Saturday, March 30, 2013

THE LIES OF SIN – PART FOUR

Take care, brethren, that there not be in any one of you an evil, unbelieving heart that falls away from the living God. 13 But encourage one another day after day, as long as it is still called “Today,” so that none of you will be hardened by the deceitfulness of sin. 14 For we have become partakers of Christ, if we hold fast the beginning of our assurance firm until the end,

Hebrews 3:12-14 (NASB)

SIN DECEIVES US ABOUT OUR RELATIONSHIP AND OUR VIEW OF OTHERS – ESPECIALLY GOD.

But your iniquities have made a separation between you and your God,
And your sins have hidden His face from you so that He does not hear.

Isaiah 59:2 (NASB)


One evening after I had made dinner for our nightly guests – many homeless people off the streets of Oklahoma City -- in the home we called God’s Crash Pad I had an encounter which I have never forgotten.

I was always one to defend what I believe the Bible said. As I was walking out the door of the house I was in back of another man. He turned around and looked at me and said, “God helps those who help themselves.” I said to him with equal firmness, “No, he helps those who cannot help themselves.” At this the man started screaming at me, shaking his fists in my face and saying he was going to kill me. Several of the others grabbed him and forcibly held him back. As he finally calmed down enough to let him go he took off swearing that he would find me and kill me.

I wondered what I had said until his friend told me just before the encounter the man had opened the fridge in our kitchen and stolen food. I then realized what had actually happened. He thought I had seen him. His statement, “God helps them who helps themselves” was his way of dealing with thinking he had been caught. When I innocently replied as I did he thought I was condemning him. This angered him greatly which accounted for his violent outburst. Had he simply said to me, “So you caught me taking the food” I would have most likely said, “if you need it it’s yours.” That was what we usually did in such cases. However sin had deceived him about our relationship and about me. He saw me as a condemning person even though I was not.

My wife saw this clearly in the scriptures one day. The part she read was about Joseph’s brother’s selling him into slavery. It struck her that when they came to report the lie that Joseph had been killed, Jacob had not only lost Joseph, he lost his ten other sons as well. The act they did and the lie they told to cover their act meant their relationship with their father changed forever. The separation that happened was a true death. They could never again be in sweet fellowship with their father until their act had been confessed and the lie renounced.
+--
JOB 1 – Print the passage of the post on the lies of sin from "Saturday, March 30, 2013" to "Hebrews 3:12-14 (NASB)", word for word.
JOB 2 – Please gather every line of the entries that contains the string "lawn", treating uppercase and lowercase letters as different.
The post above and the entries after it come from different sources.

PROVIDED MATERIAL –
+--
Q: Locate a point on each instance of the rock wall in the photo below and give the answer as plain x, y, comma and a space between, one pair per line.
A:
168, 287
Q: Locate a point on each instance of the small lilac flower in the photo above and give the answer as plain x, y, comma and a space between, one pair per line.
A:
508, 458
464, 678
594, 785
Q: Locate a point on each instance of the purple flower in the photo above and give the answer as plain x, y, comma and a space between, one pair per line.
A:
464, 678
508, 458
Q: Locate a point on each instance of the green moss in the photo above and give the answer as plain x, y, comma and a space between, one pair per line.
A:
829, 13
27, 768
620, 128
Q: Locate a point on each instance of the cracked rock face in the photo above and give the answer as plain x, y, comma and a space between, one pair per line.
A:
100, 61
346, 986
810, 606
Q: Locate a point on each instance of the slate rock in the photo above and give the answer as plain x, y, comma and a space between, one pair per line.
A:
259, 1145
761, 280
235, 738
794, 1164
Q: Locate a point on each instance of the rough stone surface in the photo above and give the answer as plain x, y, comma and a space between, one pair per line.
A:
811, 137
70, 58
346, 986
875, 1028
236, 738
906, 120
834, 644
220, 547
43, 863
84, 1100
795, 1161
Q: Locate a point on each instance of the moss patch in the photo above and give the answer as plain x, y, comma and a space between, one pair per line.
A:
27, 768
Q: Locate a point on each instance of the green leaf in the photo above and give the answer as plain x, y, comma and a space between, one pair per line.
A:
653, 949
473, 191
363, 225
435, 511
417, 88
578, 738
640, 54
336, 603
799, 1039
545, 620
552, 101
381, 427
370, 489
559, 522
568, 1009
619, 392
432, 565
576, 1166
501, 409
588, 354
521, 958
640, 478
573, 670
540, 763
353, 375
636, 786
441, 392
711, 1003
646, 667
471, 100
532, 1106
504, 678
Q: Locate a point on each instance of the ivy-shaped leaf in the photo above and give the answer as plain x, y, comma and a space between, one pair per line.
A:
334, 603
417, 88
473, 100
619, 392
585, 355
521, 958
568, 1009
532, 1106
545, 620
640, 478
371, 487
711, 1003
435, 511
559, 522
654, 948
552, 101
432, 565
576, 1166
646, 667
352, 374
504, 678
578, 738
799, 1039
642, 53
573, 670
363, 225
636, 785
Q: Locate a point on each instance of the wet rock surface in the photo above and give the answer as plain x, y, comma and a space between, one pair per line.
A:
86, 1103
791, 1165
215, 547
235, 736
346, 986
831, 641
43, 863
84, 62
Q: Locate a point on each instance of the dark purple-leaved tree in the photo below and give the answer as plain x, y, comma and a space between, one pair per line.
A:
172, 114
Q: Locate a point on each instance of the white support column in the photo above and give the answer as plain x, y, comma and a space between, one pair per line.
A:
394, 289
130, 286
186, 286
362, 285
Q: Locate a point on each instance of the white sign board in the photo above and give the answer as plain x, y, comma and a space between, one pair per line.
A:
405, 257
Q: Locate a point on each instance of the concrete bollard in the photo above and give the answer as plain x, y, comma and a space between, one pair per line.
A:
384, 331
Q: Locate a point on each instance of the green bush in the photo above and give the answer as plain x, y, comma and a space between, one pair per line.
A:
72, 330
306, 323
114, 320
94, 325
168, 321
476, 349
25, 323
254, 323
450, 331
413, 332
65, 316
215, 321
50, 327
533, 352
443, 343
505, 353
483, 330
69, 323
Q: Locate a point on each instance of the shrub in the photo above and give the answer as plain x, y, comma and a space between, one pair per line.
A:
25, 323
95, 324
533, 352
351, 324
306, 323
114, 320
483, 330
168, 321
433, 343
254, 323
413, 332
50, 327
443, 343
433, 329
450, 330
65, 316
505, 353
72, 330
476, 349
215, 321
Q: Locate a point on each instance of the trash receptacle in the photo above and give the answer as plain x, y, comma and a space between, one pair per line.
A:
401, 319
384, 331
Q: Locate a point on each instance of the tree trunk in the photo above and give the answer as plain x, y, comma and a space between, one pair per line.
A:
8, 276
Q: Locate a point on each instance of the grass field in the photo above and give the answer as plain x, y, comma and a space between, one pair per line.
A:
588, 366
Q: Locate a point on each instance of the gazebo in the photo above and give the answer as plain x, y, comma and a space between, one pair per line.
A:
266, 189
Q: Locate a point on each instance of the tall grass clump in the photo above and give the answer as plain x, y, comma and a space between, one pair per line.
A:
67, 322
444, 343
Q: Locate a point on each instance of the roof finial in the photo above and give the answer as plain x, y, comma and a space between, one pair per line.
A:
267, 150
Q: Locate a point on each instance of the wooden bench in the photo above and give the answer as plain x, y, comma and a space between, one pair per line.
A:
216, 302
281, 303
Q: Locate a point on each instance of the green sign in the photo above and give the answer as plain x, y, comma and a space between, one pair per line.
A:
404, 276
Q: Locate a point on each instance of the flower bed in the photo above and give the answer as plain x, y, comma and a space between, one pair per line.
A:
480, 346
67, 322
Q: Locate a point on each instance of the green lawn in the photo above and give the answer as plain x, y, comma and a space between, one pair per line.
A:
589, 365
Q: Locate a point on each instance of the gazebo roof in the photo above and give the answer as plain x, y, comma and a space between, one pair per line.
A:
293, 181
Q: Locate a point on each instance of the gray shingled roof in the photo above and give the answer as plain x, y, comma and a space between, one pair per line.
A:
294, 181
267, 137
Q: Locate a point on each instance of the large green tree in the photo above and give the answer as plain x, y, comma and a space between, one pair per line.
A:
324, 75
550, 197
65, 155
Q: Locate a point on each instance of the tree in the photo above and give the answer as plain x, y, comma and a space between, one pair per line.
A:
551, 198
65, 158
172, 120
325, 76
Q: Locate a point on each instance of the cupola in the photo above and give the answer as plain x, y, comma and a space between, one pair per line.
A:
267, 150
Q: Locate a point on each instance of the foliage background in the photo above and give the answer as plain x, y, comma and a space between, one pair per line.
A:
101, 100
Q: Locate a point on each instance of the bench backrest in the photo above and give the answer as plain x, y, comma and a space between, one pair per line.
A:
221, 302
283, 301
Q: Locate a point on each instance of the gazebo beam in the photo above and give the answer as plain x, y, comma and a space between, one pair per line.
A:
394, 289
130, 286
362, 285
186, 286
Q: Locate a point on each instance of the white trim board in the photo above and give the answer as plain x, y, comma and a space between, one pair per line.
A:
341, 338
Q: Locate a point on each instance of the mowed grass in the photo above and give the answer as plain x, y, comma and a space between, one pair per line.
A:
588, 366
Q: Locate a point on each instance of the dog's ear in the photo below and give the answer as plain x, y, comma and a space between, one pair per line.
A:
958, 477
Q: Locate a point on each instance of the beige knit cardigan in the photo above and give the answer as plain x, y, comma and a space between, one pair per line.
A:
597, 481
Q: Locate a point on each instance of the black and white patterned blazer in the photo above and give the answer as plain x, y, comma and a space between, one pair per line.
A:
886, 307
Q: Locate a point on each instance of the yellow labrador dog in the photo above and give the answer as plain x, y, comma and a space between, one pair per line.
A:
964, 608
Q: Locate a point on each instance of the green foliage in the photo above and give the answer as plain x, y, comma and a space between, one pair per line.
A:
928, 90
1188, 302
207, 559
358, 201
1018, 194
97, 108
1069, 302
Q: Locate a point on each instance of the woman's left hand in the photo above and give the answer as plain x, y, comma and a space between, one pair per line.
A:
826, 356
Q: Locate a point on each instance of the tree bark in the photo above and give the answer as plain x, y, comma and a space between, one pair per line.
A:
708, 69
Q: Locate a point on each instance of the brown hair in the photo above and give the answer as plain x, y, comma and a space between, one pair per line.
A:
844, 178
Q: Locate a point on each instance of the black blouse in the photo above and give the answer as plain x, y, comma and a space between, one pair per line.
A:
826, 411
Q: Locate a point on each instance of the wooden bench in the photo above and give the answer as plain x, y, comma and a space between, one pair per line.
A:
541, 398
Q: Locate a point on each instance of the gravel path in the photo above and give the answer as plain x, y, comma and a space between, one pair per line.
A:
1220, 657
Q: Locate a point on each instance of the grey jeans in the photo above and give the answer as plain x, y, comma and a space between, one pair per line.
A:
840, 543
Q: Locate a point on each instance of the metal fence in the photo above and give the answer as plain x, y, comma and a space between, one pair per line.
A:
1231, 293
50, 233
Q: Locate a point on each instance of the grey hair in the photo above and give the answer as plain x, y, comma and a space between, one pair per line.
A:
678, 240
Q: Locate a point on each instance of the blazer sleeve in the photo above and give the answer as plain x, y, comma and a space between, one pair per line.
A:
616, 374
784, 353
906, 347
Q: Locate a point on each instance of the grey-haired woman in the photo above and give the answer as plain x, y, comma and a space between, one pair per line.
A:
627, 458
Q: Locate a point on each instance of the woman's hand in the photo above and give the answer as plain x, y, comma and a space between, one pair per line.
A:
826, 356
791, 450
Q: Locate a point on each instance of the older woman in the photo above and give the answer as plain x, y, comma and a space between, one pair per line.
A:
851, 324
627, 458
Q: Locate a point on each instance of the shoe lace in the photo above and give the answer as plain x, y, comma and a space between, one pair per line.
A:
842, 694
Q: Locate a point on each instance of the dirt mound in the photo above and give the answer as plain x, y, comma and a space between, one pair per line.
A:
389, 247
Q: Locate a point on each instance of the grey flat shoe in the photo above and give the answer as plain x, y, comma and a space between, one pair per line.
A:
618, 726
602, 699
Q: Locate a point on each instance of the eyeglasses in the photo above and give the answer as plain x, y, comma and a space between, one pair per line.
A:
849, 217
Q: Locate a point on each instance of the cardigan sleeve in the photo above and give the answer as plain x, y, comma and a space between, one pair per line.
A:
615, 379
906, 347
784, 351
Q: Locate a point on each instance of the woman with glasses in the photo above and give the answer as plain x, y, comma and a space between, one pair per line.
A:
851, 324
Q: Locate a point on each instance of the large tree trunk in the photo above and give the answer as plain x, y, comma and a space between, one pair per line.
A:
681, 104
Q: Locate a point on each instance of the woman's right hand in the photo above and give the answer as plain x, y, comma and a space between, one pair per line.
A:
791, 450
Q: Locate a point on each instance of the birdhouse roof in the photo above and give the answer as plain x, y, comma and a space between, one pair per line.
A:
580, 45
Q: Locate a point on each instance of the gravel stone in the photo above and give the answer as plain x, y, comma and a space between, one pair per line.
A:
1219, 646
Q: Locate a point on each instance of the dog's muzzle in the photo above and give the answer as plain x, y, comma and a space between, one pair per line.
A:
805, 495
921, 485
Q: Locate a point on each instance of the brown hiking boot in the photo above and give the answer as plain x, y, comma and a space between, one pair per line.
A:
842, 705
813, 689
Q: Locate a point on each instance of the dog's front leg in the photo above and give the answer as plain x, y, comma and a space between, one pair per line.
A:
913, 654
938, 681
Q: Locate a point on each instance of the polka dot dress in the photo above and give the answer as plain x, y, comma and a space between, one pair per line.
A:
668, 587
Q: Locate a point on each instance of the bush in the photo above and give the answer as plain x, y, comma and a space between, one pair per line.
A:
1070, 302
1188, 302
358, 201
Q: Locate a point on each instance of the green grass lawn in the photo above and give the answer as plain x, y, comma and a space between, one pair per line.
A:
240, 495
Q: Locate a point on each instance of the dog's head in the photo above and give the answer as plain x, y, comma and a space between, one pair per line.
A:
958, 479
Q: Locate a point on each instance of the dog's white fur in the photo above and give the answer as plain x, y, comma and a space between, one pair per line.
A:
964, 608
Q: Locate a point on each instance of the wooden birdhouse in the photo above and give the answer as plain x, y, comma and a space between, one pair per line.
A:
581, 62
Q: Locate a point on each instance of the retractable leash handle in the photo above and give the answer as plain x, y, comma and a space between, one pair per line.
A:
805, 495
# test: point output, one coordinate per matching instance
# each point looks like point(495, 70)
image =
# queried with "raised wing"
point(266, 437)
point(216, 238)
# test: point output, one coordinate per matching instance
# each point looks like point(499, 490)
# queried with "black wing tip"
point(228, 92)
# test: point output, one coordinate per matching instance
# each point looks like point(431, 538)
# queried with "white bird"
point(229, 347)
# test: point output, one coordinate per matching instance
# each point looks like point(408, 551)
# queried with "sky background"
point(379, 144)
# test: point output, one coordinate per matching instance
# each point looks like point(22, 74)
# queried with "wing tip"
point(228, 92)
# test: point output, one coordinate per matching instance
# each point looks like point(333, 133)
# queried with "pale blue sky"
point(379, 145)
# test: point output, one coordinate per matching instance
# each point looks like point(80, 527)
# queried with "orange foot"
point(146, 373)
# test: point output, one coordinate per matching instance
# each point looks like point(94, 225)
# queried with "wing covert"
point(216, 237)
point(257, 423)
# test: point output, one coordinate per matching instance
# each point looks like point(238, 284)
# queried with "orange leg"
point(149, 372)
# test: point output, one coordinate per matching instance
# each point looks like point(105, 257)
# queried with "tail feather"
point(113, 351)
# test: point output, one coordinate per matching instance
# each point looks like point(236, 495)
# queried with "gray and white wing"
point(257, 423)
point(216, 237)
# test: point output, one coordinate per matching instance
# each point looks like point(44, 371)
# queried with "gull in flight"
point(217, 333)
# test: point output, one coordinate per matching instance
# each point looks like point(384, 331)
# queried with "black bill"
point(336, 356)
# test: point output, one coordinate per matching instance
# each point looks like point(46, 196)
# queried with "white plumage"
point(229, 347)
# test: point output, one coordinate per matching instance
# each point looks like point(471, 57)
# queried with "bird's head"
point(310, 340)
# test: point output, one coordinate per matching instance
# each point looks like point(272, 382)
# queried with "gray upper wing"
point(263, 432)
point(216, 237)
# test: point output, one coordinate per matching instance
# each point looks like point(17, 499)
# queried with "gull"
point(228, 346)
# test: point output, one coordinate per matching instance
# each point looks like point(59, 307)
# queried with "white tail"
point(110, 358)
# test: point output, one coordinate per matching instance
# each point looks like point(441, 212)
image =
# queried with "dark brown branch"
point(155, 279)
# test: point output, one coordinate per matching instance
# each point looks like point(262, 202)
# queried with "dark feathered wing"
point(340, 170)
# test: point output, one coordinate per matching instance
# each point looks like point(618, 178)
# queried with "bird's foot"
+--
CORRECT ANSWER 1 –
Saturday, March 30, 2013

THE LIES OF SIN – PART FOUR

Take care, brethren, that there not be in any one of you an evil, unbelieving heart that falls away from the living God. 13 But encourage one another day after day, as long as it is still called “Today,” so that none of you will be hardened by the deceitfulness of sin. 14 For we have become partakers of Christ, if we hold fast the beginning of our assurance firm until the end,

Hebrews 3:12-14 (NASB)

CORRECT ANSWER 2 –
Q: Locate a point on each instance of the green lawn in the photo above and give the answer as plain x, y, comma and a space between, one pair per line.
Q: Locate a point on each instance of the green grass lawn in the photo above and give the answer as plain x, y, comma and a space between, one pair per line.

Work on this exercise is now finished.